Instructions to follow
Retype the stretch of entries from the line containing "Your task: given the image above, detect white hardhat" through the line containing "181,58 -> 189,73", both included, with no changes.

Dataset records
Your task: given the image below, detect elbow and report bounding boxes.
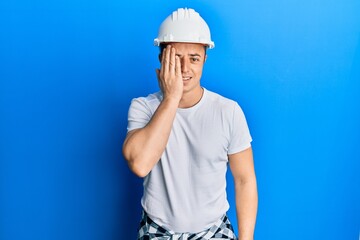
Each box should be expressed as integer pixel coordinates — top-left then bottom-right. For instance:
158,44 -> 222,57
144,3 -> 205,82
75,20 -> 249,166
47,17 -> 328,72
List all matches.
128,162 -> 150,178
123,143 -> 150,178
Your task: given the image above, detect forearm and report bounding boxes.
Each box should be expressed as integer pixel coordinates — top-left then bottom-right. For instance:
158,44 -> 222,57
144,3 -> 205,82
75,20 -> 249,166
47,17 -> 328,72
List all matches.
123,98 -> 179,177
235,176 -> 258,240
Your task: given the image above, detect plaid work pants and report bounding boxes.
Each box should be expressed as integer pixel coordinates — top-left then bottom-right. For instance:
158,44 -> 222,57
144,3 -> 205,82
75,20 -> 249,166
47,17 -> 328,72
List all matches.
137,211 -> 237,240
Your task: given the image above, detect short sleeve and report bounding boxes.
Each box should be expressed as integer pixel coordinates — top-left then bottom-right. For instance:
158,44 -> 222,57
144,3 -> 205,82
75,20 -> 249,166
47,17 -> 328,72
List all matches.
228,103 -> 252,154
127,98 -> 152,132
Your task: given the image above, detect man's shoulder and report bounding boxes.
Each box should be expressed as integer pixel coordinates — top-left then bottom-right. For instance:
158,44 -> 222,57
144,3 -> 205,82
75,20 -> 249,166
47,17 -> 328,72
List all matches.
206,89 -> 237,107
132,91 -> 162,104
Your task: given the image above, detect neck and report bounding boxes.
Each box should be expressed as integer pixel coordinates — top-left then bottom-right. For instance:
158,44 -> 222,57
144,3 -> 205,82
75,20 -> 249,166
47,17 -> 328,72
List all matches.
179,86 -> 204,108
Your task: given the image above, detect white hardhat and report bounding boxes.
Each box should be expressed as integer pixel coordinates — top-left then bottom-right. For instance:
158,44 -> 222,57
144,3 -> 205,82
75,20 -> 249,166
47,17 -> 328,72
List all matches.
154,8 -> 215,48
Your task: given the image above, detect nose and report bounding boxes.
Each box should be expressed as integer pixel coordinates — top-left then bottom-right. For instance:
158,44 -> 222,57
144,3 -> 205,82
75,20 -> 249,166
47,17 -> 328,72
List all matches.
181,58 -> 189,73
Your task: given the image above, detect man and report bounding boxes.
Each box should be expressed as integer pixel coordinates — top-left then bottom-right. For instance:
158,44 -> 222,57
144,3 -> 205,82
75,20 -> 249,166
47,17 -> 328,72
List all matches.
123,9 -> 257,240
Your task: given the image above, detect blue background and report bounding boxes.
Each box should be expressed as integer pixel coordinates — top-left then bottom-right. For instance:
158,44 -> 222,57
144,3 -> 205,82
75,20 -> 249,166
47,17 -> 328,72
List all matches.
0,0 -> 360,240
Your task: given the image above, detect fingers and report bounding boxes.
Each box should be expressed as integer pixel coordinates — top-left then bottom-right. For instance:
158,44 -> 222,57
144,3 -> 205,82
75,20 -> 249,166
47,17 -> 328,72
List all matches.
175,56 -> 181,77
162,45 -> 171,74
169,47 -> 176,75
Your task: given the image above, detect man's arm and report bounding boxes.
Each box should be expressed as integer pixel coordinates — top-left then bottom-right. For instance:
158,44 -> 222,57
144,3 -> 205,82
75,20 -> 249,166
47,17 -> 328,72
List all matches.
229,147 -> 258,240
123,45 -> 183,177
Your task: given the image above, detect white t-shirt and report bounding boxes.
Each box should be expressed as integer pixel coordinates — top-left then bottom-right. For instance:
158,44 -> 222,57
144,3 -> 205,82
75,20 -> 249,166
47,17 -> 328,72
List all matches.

Solution to this problem
Your task: given the image above, detect white hardhat and report bounding boxes.
Each box should be expressed as integer pixel coordinates — top-left then bottom-right. For instance:
158,44 -> 222,57
144,3 -> 205,82
75,20 -> 249,166
47,17 -> 328,72
List all matches.
154,8 -> 215,48
Your task: given the image above, detect nose and report bounding boxes.
Each box should be expressed as integer pixel coordinates — top-left then bottom-right. For instance:
158,44 -> 222,57
144,3 -> 205,82
75,20 -> 249,166
47,17 -> 328,72
List all matches.
181,58 -> 189,73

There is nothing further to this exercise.